**TASKS:**
A) In the passage on inelastic tunneling signals, why do in-plane atomic displacements produce the inelastic signal?
B) Please copy word for word the rows starting at the row that contains "of the layered" and ending at the last of the rows.

== TEXT PROVIDED ==

Fig. 8 Top panel: IETS signal with scattering rates for active vibrational modes for P1 and P4. Second, third, and fourth panels: in-plane, out-of-plane, and Au–C projections, respectively. Shaded vertical bars highlight low (blue), intermediate (yellow), and high (magenta) energy regions.

For the most important modes (Table 1), the inelastic contribution is overwhelmingly determined by just the single most conducting scattering state in both left- and right-propagating directions. The states are shown in Fig. 3 impinging from below (for states incident from above, the pattern is mirrored around the center of the molecule, given the almost equal potential drop towards both electrodes due to the almost symmetric interface geometry). Since both states are of equal (π) symmetry, selection rules determine that in-plane atomic displacements in the vibrational mode generate the inelastic signal. In addition, since left- and right-incident scattering states are approximately mirror images of each other, the relative displacement in the vibrational mode of equivalent atoms at each interface (with respect to the approximate center of symmetry of the molecule) is important. Modes where these equivalent atoms move in opposite directions tend to be active. Modes where this displacement is in synchrony tend to be dark.⁴³

In the higher energy region, vibrational modes have a strong inelastic signal; dips for the shorter molecules crossing over to peaks for the longer ones. In this energy range, vibrational modes are seen to have mostly in-plane character and the value of the in-plane projection increases linearly with the number of benzene rings, in agreement with our previous analysis, showing that the pattern of the vibrational mode, repeated with molecular length (Fig. 5 and Fig. S1, S2, ESI†), leads to a stronger inelastic signal.

===
== INPUT MATERIAL ==

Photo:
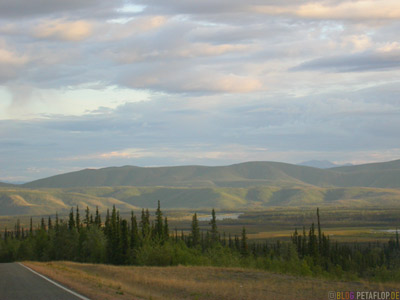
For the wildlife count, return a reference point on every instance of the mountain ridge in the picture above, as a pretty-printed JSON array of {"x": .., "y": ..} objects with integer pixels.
[{"x": 257, "y": 173}]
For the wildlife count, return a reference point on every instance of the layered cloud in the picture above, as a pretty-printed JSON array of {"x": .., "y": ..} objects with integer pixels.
[{"x": 213, "y": 82}]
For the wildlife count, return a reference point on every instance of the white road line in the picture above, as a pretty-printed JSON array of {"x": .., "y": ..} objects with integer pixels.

===

**EXERCISE RESULTS:**
A) The single most conducting scattering states in the left- and right-propagating directions are both of π symmetry. Because of this equal symmetry, selection rules determine that in-plane atomic displacements in the vibrational mode generate the inelastic signal.

B)
For the wildlife count, return a reference point on every instance of the layered cloud in the picture above, as a pretty-printed JSON array of {"x": .., "y": ..} objects with integer pixels.
[{"x": 213, "y": 82}]
For the wildlife count, return a reference point on every instance of the white road line in the picture above, as a pretty-printed JSON array of {"x": .., "y": ..} objects with integer pixels.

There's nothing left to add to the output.